# Work required
Scale the entries starting at the line that contains "Place a dot on every instance of the industrial" and ending at the final line of the entries, both included. Reproduce every line in that span, requests included, and multiply each point coordinate in the answers by 1.1, rounding to the nearest whole number with halves rounded up. Return those lines alone.

# Entries drawn from a collection

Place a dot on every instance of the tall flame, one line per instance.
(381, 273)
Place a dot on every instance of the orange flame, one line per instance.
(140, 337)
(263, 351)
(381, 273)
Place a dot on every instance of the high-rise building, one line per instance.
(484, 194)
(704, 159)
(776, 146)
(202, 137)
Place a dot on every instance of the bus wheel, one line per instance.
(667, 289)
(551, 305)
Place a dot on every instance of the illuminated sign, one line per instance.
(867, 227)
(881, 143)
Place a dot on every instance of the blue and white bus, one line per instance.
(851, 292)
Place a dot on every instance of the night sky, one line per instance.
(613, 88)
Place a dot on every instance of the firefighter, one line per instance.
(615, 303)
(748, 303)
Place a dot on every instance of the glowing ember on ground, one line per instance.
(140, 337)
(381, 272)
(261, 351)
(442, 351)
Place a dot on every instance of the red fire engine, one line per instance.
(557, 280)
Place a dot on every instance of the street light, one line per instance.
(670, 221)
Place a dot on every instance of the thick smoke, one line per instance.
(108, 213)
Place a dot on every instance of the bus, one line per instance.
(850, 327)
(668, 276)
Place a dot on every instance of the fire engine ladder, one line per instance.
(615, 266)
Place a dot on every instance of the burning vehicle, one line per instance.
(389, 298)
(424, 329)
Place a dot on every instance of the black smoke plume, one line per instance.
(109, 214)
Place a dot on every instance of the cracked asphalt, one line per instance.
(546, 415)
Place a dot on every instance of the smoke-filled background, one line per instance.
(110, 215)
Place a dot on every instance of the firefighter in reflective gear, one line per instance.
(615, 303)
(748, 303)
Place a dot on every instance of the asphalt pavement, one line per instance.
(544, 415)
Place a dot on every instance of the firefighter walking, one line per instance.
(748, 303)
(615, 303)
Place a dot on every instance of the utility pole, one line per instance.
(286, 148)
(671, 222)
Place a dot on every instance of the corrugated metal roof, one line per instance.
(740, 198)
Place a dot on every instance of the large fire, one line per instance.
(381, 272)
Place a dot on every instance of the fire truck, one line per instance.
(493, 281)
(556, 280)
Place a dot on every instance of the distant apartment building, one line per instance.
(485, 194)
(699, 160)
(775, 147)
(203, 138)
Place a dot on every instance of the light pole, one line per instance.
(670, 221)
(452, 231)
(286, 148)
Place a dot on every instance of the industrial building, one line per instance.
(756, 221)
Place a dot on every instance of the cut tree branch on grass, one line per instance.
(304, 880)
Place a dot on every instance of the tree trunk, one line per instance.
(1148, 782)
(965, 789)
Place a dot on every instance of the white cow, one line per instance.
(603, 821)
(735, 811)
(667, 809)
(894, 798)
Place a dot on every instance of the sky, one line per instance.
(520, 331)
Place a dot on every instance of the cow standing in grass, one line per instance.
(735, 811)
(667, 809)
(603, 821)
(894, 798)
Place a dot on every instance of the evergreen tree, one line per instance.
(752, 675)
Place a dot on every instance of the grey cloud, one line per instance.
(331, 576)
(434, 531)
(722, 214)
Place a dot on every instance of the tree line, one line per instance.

# Answer to this exercise
Place a dot on every instance of the industrial building, one line per instance.
(832, 243)
Place a dot on every instance of the cut tree branch on grass, one line per instance.
(334, 968)
Place a dot on every instance of the tree trunk, one line per instance.
(1263, 860)
(1062, 868)
Place a dot on every instance of the white cow, one line per instance.
(663, 903)
(809, 892)
(734, 890)
(983, 878)
Place a dot on every instance of the sky, one line per instance.
(572, 364)
Place a dot on every instance of the cow standing in grass, one line per instance.
(809, 892)
(734, 890)
(663, 903)
(983, 878)
Place a dot on every instance of the evergreen tree, one line per instance.
(827, 743)
Place a dot on every instance of the grey cloud, one line per instance.
(364, 634)
(477, 584)
(794, 235)
Place a dot on every instance of the tree line, one line per instance.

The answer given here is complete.